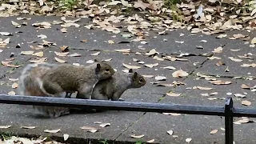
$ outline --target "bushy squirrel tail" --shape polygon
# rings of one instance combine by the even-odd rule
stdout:
[[[39,77],[45,74],[46,70],[54,68],[56,64],[50,63],[34,63],[26,66],[21,73],[21,76],[18,78],[19,94],[34,95],[34,93],[36,94],[36,91],[39,90],[37,89],[41,89],[41,85],[42,83]],[[35,68],[37,68],[36,73],[33,73],[32,70]],[[33,91],[34,91],[34,94]],[[42,90],[42,91],[43,93],[46,92],[44,90]],[[48,94],[47,93],[45,94]]]

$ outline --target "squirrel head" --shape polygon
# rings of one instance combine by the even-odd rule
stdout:
[[[95,73],[100,80],[108,78],[115,73],[110,65],[96,59],[94,62],[96,62]]]
[[[134,72],[132,69],[129,70],[129,73],[132,74],[131,83],[133,88],[139,88],[146,85],[146,81],[142,75],[137,72]]]

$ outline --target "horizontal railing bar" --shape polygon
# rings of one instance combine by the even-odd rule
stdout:
[[[233,117],[256,118],[256,109],[252,108],[233,108]]]
[[[0,94],[0,103],[224,116],[224,107]]]

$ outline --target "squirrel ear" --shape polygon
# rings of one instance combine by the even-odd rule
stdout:
[[[96,72],[99,72],[101,70],[101,68],[102,68],[101,64],[97,63],[97,66],[95,69]]]
[[[137,77],[137,74],[138,74],[137,72],[135,72],[135,73],[134,74],[134,78]]]
[[[95,58],[95,59],[94,59],[94,62],[99,62],[99,60]]]

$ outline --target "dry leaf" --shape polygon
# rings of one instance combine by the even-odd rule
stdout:
[[[8,129],[10,128],[11,126],[0,126],[0,129]]]
[[[231,82],[229,82],[229,81],[221,81],[221,80],[218,80],[218,81],[211,81],[210,82],[210,83],[212,83],[214,85],[229,85],[231,83]]]
[[[110,123],[102,123],[101,125],[99,125],[99,126],[101,126],[101,127],[106,127],[108,126],[110,126]]]
[[[155,80],[158,80],[158,81],[165,81],[166,80],[166,77],[165,76],[156,76],[154,78]]]
[[[230,58],[231,61],[234,61],[234,62],[242,62],[242,59],[234,58],[234,57],[229,57],[229,58]]]
[[[181,115],[181,114],[178,114],[178,113],[162,113],[165,115],[174,115],[174,116],[178,116]]]
[[[246,98],[246,95],[241,94],[234,94],[234,95],[238,98]]]
[[[244,118],[244,119],[241,119],[238,121],[236,121],[233,123],[234,124],[238,124],[238,125],[241,125],[242,123],[248,123],[250,122],[249,118]]]
[[[250,101],[242,101],[242,104],[244,106],[250,106],[251,102]]]
[[[223,50],[223,48],[221,47],[221,46],[219,46],[219,47],[214,49],[214,51],[213,51],[213,52],[214,52],[214,53],[222,53],[222,50]]]
[[[14,91],[10,91],[8,93],[8,95],[15,95],[15,92]]]
[[[31,55],[32,54],[34,54],[34,51],[22,51],[21,52],[21,54],[23,54],[23,55]]]
[[[174,134],[174,130],[168,130],[167,133],[170,134],[170,135],[172,135]]]
[[[94,61],[93,61],[93,60],[89,60],[89,61],[86,62],[86,63],[94,63]]]
[[[122,52],[122,53],[130,53],[130,49],[121,49],[121,50],[114,50],[114,51],[117,52]]]
[[[166,66],[166,67],[161,67],[161,68],[163,68],[163,69],[169,69],[169,70],[175,70],[176,68],[174,67],[174,66]]]
[[[170,96],[170,97],[178,97],[178,96],[180,96],[181,94],[175,94],[175,93],[172,93],[172,92],[166,93],[166,95]]]
[[[21,126],[22,129],[34,129],[35,126]]]
[[[141,68],[141,66],[131,66],[131,65],[127,65],[127,64],[125,64],[125,63],[122,63],[122,66],[126,67],[127,69],[139,69],[139,68]]]
[[[81,54],[78,54],[78,53],[74,53],[72,54],[69,54],[69,57],[81,57]]]
[[[186,77],[189,75],[189,74],[186,71],[183,71],[182,70],[177,70],[177,71],[174,71],[173,74],[172,74],[173,77],[174,78],[182,78],[182,77]]]
[[[43,57],[43,52],[40,51],[40,52],[38,52],[38,53],[32,54],[32,55],[35,55],[35,56],[38,56],[38,57]]]
[[[151,139],[151,140],[146,141],[147,143],[152,143],[154,142],[154,139]]]
[[[153,68],[154,66],[158,66],[158,63],[154,63],[154,64],[144,64],[145,66],[149,67],[149,68]]]
[[[90,54],[90,55],[94,55],[94,56],[95,56],[95,55],[98,55],[100,53],[101,53],[101,52],[100,52],[100,51],[98,51],[98,52],[94,53],[94,54]]]
[[[135,135],[135,134],[133,134],[131,135],[131,138],[142,138],[144,137],[145,135],[144,134],[142,134],[142,135]]]
[[[146,53],[145,55],[147,56],[150,56],[150,55],[154,55],[155,54],[159,54],[158,52],[157,52],[154,49],[150,50],[150,51],[149,51],[148,53]]]
[[[114,44],[114,42],[113,40],[108,40],[107,42],[109,42],[109,44]]]
[[[58,62],[61,62],[61,63],[64,63],[64,62],[66,62],[67,61],[65,61],[65,60],[62,60],[62,59],[59,59],[58,58],[56,58],[54,57],[54,59]]]
[[[214,134],[218,132],[218,130],[213,130],[210,132],[210,134]]]
[[[59,57],[66,57],[70,52],[66,53],[58,53],[57,51],[54,51],[54,54]]]
[[[46,133],[52,133],[52,134],[55,134],[55,133],[58,133],[61,130],[61,129],[57,129],[57,130],[43,130],[44,132]]]
[[[13,89],[16,89],[16,88],[18,87],[18,84],[16,83],[16,82],[14,82],[14,83],[13,83],[13,85],[11,86],[11,87],[12,87]]]
[[[98,130],[97,128],[95,128],[95,127],[91,127],[91,126],[82,126],[82,127],[80,127],[80,129],[86,130]]]
[[[211,87],[202,87],[202,86],[195,86],[195,87],[199,89],[199,90],[212,90],[213,89]]]
[[[186,142],[191,142],[192,141],[192,138],[186,138]]]
[[[250,87],[249,86],[246,85],[246,84],[242,84],[241,87],[242,89],[250,89]]]
[[[63,138],[64,138],[64,141],[66,141],[68,138],[69,138],[69,134],[63,134]]]
[[[62,46],[60,47],[60,49],[62,50],[62,52],[68,50],[68,48],[69,48],[69,46]]]
[[[66,32],[67,32],[66,28],[61,29],[61,31],[62,31],[62,33],[66,33]]]

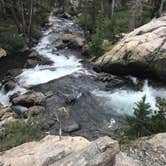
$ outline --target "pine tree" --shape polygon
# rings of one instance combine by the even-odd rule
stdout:
[[[136,103],[134,115],[126,115],[125,120],[128,124],[127,134],[131,137],[141,137],[151,134],[150,114],[152,110],[150,104],[146,103],[146,96]]]

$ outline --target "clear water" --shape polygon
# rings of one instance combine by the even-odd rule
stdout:
[[[148,85],[148,81],[145,81],[142,91],[116,89],[113,92],[95,90],[92,93],[99,97],[103,107],[108,110],[113,110],[119,114],[132,114],[135,103],[140,101],[145,95],[146,102],[151,105],[153,110],[157,110],[157,97],[166,99],[166,90],[150,87]]]

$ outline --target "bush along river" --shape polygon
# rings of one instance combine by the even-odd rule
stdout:
[[[166,98],[164,87],[147,80],[93,71],[84,33],[74,21],[51,14],[48,26],[25,68],[8,72],[2,81],[1,105],[17,113],[43,105],[51,133],[58,133],[61,119],[64,135],[95,139],[123,125],[123,115],[132,114],[144,95],[153,109],[157,98]]]

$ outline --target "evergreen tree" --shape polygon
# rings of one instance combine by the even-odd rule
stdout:
[[[134,116],[125,116],[125,120],[129,125],[127,134],[132,137],[141,137],[151,134],[151,113],[152,110],[150,108],[150,104],[146,103],[146,96],[144,96],[140,102],[136,103]]]

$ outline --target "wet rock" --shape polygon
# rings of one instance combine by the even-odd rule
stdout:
════
## Exercise goal
Rescale the coordinates in the answers, starting at the beginning of the items above and ending at the line that contains "[[[95,58],[95,59],[94,59],[94,62],[99,62],[99,60]]]". Rewrite every line in that span, not only the answers, with each coordinate multiplied by 0.3 and rounded to a whole number (halves round up), and leave the pictures out.

## Answer to the task
$ outline --target "bushy squirrel tail" --shape polygon
# rings of one instance combine by the even-odd rule
stdout:
[[[12,23],[14,22],[14,21],[16,20],[17,19],[15,19],[10,19],[8,20],[6,22],[6,23],[5,23],[6,28],[10,29],[10,28],[11,28],[11,27],[12,27],[11,27],[12,27],[12,26],[13,25]],[[11,20],[11,20],[11,22],[10,22],[10,21]],[[10,27],[10,27],[10,28]],[[13,27],[13,27],[13,28],[14,28],[13,27]],[[14,28],[14,28],[14,28]]]

$ outline --target "squirrel head" --shape polygon
# rings of one instance combine by the even-odd rule
stdout:
[[[29,22],[30,24],[32,23],[35,22],[33,20],[29,18],[28,19],[29,19]]]
[[[40,22],[40,21],[39,21],[39,22],[40,22],[39,25],[40,26],[42,26],[44,26],[44,24],[43,23],[41,22]]]

$ outline --target "horizontal railing bar" --shape polygon
# rings of one instance combine by the even-odd rule
stdout:
[[[70,35],[77,35],[77,33],[76,32],[70,32]]]
[[[0,28],[0,31],[67,35],[67,32]]]

$ outline --target "squirrel ear" --shape polygon
# rings of one instance combine by the even-odd rule
stdout:
[[[29,22],[30,22],[30,21],[30,20],[31,20],[30,19],[29,19],[29,20],[29,21]]]
[[[41,23],[41,22],[41,22],[41,22],[41,22],[41,22],[40,22],[40,23]]]
[[[29,17],[29,18],[28,18],[28,19],[30,19],[30,18]]]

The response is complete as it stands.